_Task description_: How many of the lines below contain the string "road"? Reply with the number alone.

_Provided data_:
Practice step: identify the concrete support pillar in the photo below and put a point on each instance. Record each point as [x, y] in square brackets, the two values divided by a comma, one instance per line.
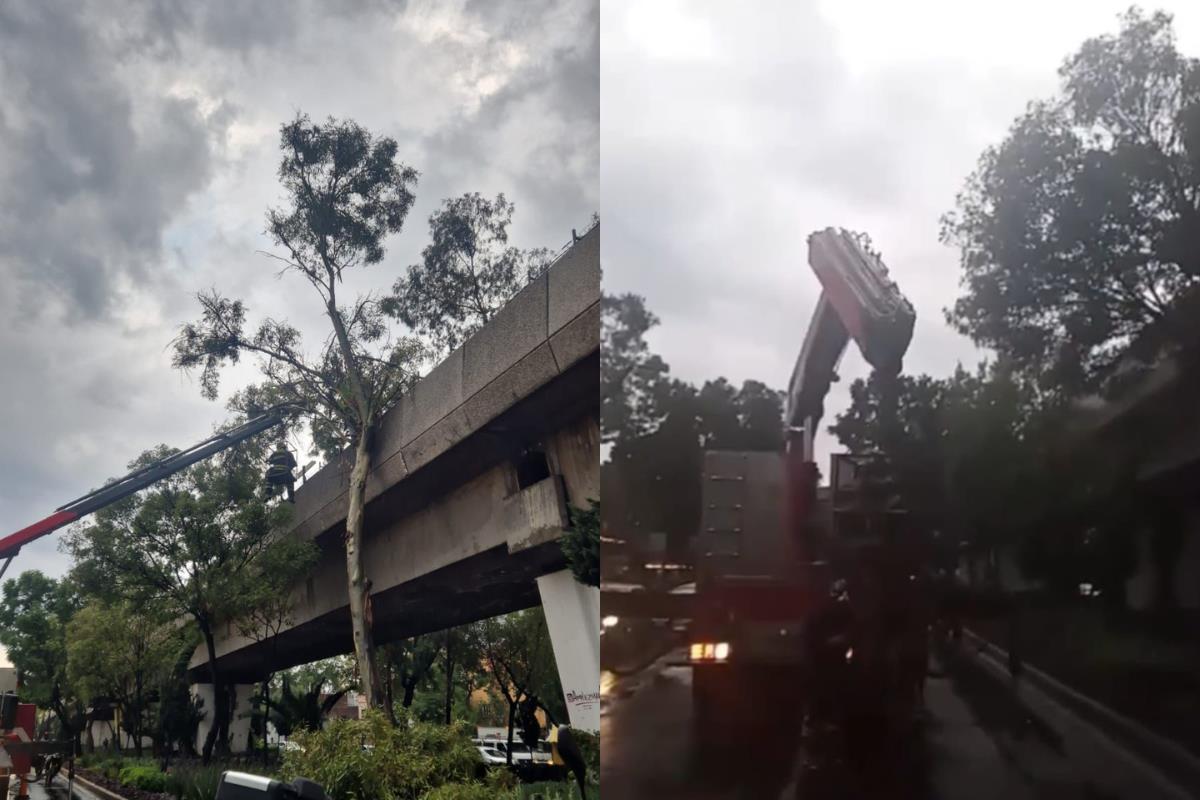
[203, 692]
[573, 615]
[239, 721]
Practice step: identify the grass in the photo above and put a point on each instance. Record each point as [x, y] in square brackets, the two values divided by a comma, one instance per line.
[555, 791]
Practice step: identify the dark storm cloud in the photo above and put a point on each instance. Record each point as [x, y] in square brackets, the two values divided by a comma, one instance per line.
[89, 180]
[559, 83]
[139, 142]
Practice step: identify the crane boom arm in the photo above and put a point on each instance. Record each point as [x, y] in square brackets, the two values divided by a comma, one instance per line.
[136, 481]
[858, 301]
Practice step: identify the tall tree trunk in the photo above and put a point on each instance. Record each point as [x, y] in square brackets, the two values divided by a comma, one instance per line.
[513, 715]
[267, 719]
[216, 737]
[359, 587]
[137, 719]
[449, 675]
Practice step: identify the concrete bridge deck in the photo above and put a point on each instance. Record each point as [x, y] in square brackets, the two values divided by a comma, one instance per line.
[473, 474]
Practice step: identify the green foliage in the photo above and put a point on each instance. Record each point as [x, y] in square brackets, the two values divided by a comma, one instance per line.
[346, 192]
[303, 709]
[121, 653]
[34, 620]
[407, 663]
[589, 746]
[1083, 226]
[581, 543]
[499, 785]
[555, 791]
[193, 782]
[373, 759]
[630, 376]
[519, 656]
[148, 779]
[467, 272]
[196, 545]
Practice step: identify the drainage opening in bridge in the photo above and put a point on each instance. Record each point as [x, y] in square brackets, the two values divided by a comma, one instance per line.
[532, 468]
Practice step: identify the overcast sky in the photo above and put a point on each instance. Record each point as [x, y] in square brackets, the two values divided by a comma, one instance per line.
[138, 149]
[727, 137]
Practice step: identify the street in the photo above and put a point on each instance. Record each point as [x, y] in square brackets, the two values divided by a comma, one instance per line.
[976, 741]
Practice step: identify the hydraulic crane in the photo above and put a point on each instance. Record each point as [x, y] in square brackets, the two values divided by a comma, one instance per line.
==
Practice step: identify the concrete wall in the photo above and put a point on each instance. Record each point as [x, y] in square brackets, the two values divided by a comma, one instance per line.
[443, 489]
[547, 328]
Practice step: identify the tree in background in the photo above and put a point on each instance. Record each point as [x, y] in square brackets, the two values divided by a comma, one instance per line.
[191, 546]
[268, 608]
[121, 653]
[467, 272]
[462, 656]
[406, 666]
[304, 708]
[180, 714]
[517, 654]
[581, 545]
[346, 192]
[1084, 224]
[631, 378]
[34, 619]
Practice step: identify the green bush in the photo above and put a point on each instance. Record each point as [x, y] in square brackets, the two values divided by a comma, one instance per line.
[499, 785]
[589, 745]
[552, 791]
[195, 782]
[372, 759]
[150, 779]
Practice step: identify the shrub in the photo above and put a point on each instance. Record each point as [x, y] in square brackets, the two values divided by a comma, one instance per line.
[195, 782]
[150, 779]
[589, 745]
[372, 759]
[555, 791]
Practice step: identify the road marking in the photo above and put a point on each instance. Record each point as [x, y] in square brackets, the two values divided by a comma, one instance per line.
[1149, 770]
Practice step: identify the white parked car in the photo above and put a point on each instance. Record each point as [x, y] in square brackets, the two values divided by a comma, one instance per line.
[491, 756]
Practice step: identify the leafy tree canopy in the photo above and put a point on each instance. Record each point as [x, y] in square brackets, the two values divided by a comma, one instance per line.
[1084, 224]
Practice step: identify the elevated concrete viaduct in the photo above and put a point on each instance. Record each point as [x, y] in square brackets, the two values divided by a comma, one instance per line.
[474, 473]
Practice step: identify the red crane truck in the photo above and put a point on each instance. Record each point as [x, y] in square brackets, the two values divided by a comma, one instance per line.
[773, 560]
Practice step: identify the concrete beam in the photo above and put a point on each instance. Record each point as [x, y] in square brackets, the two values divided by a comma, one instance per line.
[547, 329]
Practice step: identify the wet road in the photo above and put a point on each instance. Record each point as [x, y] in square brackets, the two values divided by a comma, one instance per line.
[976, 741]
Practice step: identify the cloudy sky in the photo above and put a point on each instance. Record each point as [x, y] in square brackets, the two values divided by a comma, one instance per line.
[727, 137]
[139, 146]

_The output_: 2